§ Direction
Reproduce the cigar forum thread word for word, everything from "wow...i honestly thought" down to "(Aug 15, 2008)".
++++ Page extract ++++
# I love a good split



## jitzy (Jan 7, 2007)

So smokinj myself and a few others did a little split for some RASS and Hoyo's the cohiba maddi was something I have been wanting for some time but now I'm afraid to smoke it cause if its that good I have no more, oh who am I kidding that biotch is getting torched soon.:helloooo:


----------



## LkyLindy (Feb 1, 2008)

HAHAHAHA

You did the same midnight posting -you old night owl


----------



## jitzy (Jan 7, 2007)

ok let me tell everyone these posts were not planned out:roflmao:


----------



## LkyLindy (Feb 1, 2008)

Bahahahaha


----------



## DOZER (Sep 30, 2007)

Very nice!!


----------



## AdReNaLiN jUnKeE (Aug 19, 2008)

wow...i honestly thought this was gonna be another one of charles pictures as usual lol. looks good though id love to try any of those


----------



## Yahhn (Aug 15, 2008)

Very very nice.


----------



## happy1 (Jun 29, 2007)

Drooling on keyboard is not a good thing....great smokes


----------



## azpostal (Jul 12, 2008)

Awesome smokes please let me know how that cohiba maduro is..I really want to try them but getting a box is expensive for something I've never had..give me a good reason to buy them


----------



## Fatmandu (Mar 18, 2008)

WOW!!! Great split!


----------



## tonyricciardi (Apr 29, 2008)

im drooling as i type this.


----------



## sofaman (Jun 20, 2007)

Very Nice!!!


----------



## MikeGates (Aug 22, 2008)

Awesome smokes! Enjoy!


----------



## DBCcigar (Apr 24, 2008)

What a split!


----------



## tcampbel (Jan 20, 2008)

Nice split guys. Enjoy those ISOMs.


----------



## Lighthouse (Sep 5, 2007)

What a dilemma, which one to you spark first!:dribble:


----------



## JonDot (Mar 7, 2008)

Nice looking smokes!I should be recieving mine anytime now!


----------



## ngetal (Jul 6, 2008)

looks tasty! enjoy....


----------



## amateurke (Mar 28, 2008)

Great split Joe!!


----------



## EKGOTSKILLZZ (Jun 17, 2008)

Nice hit


----------



## CGARMAN23 (May 16, 2008)

Great split. Great smokes.


----------



## Paint (Mar 1, 2008)

nice split!!!and not the banana type!!!


----------



## karmaz00 (Dec 5, 2007)

great smokes


----------



## marquelcg (Jul 19, 2008)

awesome split man


----------



## big04deuce (May 16, 2008)

They do look nice!!!


----------



## Firehawk1126 (Feb 15, 2008)

All men enjoy a good split ..


----------



## dirletra (Apr 14, 2009)

OMG i have yet to try my first CC. that'll be beautiful! looks good.


----------



## fuente~fuente (May 11, 2009)

Firehawk1126 said:


> All men enjoy a good split ..


Pretty funny! That was actually worth digging up this ancient thread!:laugh:


----------



## SmoknTaz (Jun 18, 2008)

fuente~fuente said:


> Pretty funny! That was actually worth digging up this ancient thread!:laugh:


Lol, I bet the cigars are in cigar heaven by now. :mrgreen:


----------



## 41 ChevHead (Jan 9, 2010)

Awsome smokes !!


----------



## iRace559 (Aug 27, 2009)

Cohiba Maddy's are incredible.


----------
++++ Information provided ++++
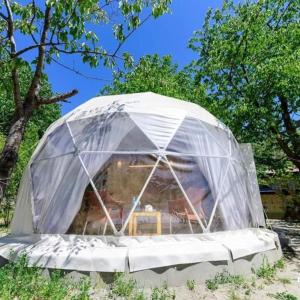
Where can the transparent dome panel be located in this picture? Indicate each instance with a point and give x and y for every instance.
(194, 137)
(112, 132)
(118, 180)
(234, 200)
(200, 178)
(58, 143)
(163, 208)
(57, 184)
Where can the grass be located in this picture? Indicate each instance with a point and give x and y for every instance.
(162, 293)
(19, 281)
(3, 230)
(284, 280)
(283, 296)
(268, 271)
(191, 285)
(223, 278)
(122, 286)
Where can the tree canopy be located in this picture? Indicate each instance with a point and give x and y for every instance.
(249, 63)
(52, 28)
(156, 74)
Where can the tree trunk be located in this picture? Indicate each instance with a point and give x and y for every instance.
(9, 155)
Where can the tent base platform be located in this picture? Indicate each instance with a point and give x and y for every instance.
(151, 261)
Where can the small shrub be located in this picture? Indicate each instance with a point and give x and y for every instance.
(268, 271)
(284, 280)
(191, 285)
(211, 284)
(121, 286)
(224, 278)
(19, 281)
(139, 295)
(233, 296)
(279, 264)
(162, 294)
(283, 296)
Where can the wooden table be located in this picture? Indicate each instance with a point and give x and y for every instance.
(135, 215)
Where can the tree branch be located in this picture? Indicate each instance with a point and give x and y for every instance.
(56, 98)
(3, 16)
(31, 22)
(129, 34)
(33, 89)
(78, 72)
(290, 128)
(13, 50)
(36, 46)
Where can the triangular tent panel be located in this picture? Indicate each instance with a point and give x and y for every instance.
(163, 208)
(193, 138)
(200, 178)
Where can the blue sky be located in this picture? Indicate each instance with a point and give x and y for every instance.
(167, 35)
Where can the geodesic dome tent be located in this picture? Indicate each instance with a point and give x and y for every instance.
(138, 164)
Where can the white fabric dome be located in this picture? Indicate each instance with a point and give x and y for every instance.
(138, 164)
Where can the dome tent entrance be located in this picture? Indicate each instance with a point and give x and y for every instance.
(137, 182)
(183, 163)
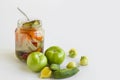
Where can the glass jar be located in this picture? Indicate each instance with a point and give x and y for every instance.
(29, 37)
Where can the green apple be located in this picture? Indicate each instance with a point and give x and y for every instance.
(55, 55)
(36, 61)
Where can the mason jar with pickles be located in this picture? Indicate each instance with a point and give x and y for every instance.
(29, 37)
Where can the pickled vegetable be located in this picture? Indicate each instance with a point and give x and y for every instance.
(46, 73)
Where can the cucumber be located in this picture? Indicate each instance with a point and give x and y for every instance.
(65, 73)
(54, 67)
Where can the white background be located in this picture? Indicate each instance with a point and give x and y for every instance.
(90, 26)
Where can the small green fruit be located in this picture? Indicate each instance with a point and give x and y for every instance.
(72, 53)
(71, 65)
(36, 61)
(84, 61)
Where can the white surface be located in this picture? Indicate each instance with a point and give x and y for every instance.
++++
§ Completed exercise
wow...i honestly thought this was gonna be another one of charles pictures as usual lol. looks good though id love to try any of those


----------



## Yahhn (Aug 15, 2008)